Excerpt from a dataset
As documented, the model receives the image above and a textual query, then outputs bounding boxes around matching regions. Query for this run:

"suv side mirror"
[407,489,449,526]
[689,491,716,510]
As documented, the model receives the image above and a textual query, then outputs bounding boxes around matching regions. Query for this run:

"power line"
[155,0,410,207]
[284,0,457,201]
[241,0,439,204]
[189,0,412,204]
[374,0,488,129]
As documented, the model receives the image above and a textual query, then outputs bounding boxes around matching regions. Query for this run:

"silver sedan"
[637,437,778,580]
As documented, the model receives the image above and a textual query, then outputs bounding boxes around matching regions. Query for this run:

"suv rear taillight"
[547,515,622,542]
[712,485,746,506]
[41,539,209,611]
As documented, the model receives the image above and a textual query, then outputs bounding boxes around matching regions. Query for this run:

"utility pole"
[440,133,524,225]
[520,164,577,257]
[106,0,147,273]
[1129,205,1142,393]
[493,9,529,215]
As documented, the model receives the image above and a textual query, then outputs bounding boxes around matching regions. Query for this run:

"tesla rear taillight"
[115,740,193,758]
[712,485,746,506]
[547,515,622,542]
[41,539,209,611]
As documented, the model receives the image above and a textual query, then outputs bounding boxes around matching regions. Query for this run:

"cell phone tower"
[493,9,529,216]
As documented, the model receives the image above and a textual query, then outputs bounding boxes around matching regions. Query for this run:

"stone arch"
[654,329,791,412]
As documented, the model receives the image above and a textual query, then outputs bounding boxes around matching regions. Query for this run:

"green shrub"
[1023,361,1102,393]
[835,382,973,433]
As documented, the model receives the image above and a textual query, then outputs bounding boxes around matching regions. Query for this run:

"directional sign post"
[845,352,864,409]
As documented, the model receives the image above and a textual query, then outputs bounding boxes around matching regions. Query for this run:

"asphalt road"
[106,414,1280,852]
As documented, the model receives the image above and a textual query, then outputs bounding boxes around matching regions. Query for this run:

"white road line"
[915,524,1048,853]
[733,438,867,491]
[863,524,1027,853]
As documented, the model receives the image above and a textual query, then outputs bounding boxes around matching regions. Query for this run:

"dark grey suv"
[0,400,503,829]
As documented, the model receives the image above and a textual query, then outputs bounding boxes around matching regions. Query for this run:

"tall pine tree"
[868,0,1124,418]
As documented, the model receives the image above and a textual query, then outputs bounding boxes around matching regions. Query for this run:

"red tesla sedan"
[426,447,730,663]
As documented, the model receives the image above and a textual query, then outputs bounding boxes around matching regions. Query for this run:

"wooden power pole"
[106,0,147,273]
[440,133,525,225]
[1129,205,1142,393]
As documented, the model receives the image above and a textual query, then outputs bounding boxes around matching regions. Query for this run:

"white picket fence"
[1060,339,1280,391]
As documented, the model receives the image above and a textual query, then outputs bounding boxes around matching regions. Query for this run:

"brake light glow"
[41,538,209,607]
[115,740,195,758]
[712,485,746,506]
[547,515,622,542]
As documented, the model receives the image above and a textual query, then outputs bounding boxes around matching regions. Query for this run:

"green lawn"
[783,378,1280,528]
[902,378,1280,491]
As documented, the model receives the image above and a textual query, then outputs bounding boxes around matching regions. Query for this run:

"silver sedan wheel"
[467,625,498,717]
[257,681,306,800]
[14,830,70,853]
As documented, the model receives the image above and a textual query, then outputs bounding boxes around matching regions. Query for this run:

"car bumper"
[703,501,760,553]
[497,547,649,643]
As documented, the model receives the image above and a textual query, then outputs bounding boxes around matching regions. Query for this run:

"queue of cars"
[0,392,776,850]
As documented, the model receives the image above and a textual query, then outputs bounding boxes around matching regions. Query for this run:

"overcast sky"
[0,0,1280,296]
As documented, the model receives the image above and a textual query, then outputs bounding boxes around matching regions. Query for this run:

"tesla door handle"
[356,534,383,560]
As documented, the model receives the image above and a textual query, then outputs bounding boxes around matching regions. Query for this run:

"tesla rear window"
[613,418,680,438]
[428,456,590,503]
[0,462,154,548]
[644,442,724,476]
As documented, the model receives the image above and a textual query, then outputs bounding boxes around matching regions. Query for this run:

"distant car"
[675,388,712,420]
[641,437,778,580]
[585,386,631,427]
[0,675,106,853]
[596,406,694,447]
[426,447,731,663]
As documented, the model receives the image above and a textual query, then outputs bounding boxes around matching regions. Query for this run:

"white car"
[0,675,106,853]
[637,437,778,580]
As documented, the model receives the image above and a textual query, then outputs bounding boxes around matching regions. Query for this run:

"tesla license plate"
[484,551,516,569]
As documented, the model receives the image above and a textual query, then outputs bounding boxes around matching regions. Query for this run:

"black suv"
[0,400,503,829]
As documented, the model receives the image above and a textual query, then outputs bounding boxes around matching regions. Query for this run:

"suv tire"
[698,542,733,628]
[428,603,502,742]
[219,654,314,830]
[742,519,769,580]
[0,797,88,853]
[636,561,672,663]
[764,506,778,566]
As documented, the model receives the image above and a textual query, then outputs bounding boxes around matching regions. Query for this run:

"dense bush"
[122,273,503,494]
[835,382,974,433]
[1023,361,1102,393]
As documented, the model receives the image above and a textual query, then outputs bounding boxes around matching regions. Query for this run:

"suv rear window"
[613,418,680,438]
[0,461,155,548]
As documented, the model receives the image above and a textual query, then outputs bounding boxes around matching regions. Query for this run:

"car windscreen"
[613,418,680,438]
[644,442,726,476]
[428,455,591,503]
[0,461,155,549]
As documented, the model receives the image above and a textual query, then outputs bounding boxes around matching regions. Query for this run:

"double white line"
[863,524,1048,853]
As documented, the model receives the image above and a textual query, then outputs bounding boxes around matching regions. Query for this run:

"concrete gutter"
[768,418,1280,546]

Exercise requirements
Can you repeat every item above, word for word and line for line?

Written solution
As documented, the model receives the image above and a textual query, then outputs bounding boxes around matching regions. Query for this run:

"suv side mirror"
[407,489,449,526]
[689,491,716,510]
As documented, the model receives the image above and a textual query, then outputs bounding boxes around matching regions. Query for this run:

"power line"
[155,0,410,207]
[284,0,457,201]
[241,0,439,204]
[189,0,412,204]
[374,0,488,129]
As documented, the model receives the image above and a textual query, then outputs bounding boxes around matching regions. Query for this run:

"silver sedan"
[637,437,778,580]
As documented, the model receives the image above and a textual query, then outputs bounding boxes around matching regions. Query for this run:

"suv rear taillight"
[547,515,622,542]
[712,485,746,506]
[41,539,209,611]
As documented, the model receives the image above and a textual query, then outputs bounding boxes around matching regions. Query for this run:

"utility pole"
[440,133,524,225]
[520,164,577,257]
[106,0,147,273]
[1129,205,1142,393]
[493,9,529,215]
As documented, the model receives the image above and a textual query, then outputs bounding boxes around matching regions. Query for this run:

"tesla rear taillight"
[115,740,193,758]
[712,485,746,506]
[547,515,622,542]
[41,539,209,611]
As documented, the model receives the image above and a textual query, then outputs bounding boxes around matching regions. Query for this run:

"cell phone tower"
[493,9,529,216]
As documented, the model receives the image above and a textual query, then outputs bounding boxes around matching regions. Query for this run:

"stone arch"
[654,329,791,412]
As documented, the model receives the image above and a textual query, then outputs bounding boxes around matching regions. Query for this run:

"green shrub"
[1023,361,1102,393]
[835,382,973,433]
As documented, the model receives the image above and a textual query, then outputs bounding boxes around matching regions. Query for this run:

"directional sign post"
[845,352,864,409]
As documented, the model receives the image above and a textual query, then outputs bounding boxes around matching regions. Query for this run:

"asphalt road"
[106,414,1280,852]
As documented, the model receives the image above and a textual query, then outputs bounding boxes around matching regions. Query for this run:

"white road line"
[915,524,1048,853]
[733,438,867,491]
[863,524,1027,853]
As documented, the model receives the image above and a textual query, then outputs bounding boxes around matching regions. Query for this run:

"dark grey suv"
[0,400,503,829]
As documented, the model receives the image above and a textual query, then outputs bounding boxes around matching regions. Query for this run:

"tall pine tree"
[868,0,1124,418]
As documented, the model receives the image above and a textual query, then outputs bounding boxes around matching regions. Query for this run:

"red tesla sedan"
[426,447,730,663]
As documented, the model receives the image above and a textual query, then outputs bounding boxes around matching regions. Query for this run:

"wooden power pole"
[106,0,147,273]
[440,133,525,225]
[1129,205,1142,393]
As documented, the model receives the image above and a textual query, then outputs bounding boxes around matching regions. Query for this run:

"white picket fence"
[1060,339,1280,391]
As documented, the model receives the image above and a textual query, then outputs bounding boxes around matching regions. Query for this run:

"brake light glow"
[41,538,209,607]
[115,740,195,758]
[712,485,746,506]
[547,515,622,542]
As documented, the model receives the image above and a textual query, then outputs bounding boxes around matching regions. Query for this run:

"green lawn"
[783,378,1280,528]
[902,378,1280,491]
As documented, the model receives the image above and a textual query, then outputs bounding boxes around matching regions. Query for this run:

"silver sedan wheel"
[467,625,498,717]
[257,681,306,800]
[14,830,70,853]
As documented, the model receives the image above and a textual query, then outputs bounding boxes around matching regions. Query for this run:

"car bumper"
[703,501,760,553]
[497,547,649,643]
As documented, the model receives the image above and a textual query, then outputs bounding boxes around matching regions. Query for this run:

"queue of cars"
[0,392,776,850]
As documented, the model receives the image above and a textual query, then outputs bounding boxes around matching regions. Query for this run:

"overcast sky"
[0,0,1280,296]
As documented, the model receives the image above and a textual query, then outputs bounding boxes around matching regions. Query for this run:

"tesla door handle"
[356,534,383,560]
As documented, the model receives the image above and a textual query, then outputs bounding boxes around matching regions. Query for this run:

"tesla rear window"
[613,418,680,438]
[428,456,590,503]
[0,462,154,548]
[644,442,724,476]
As documented, the model receives the image above and a textual query, then outputs bounding boxes around matching regions. Query for this run:

"distant car"
[675,388,712,420]
[641,437,778,580]
[585,386,631,427]
[0,675,106,853]
[596,406,694,447]
[426,447,731,663]
As documented, the model receives the image above and a textual query, then outputs bounding boxes around matching regions. Query for this run:

"white car"
[0,675,106,853]
[637,437,778,580]
As documented, the model receives the image above and a textual query, then outputs bounding boxes around matching regions. Query for this run:

"tesla license plate"
[484,551,516,569]
As documented, the model receives the image above and a textual query, then outputs bounding boxes around matching regions. Query for this run:

"black suv"
[0,400,503,829]
As documented, the model receives the image above and a textual query, then outputs bounding boxes around matching regions. Query for this run:

"suv tire"
[698,542,733,628]
[428,603,502,742]
[219,654,314,830]
[742,519,769,580]
[0,797,88,853]
[636,561,672,663]
[764,506,778,566]
As documented, the model receives the image above and a textual query, then outputs bounding boxes around matching regions. Query for this run:

"dense bush"
[122,273,503,494]
[835,382,974,433]
[1023,361,1102,393]
As documented, the model receives the image above and a textual query, then outputs bounding boxes around matching regions. Query for this run:

"suv rear window"
[613,418,680,438]
[0,461,155,548]
As documented, the model receives the image above and a textual query, then outputs bounding boxes around matching regions. Query for this run:

"car windscreen"
[613,418,680,438]
[644,442,726,476]
[428,455,591,503]
[0,461,155,549]
As documented, the model receives the image above and a textual query, then outputs bounding boxes around matching regions. Query for this run:

"double white line"
[863,524,1048,853]
As documented, the model receives the image above and a textual query, then outputs bounding boxes around matching regions. Query for this run:

"concrete gutter"
[768,418,1280,546]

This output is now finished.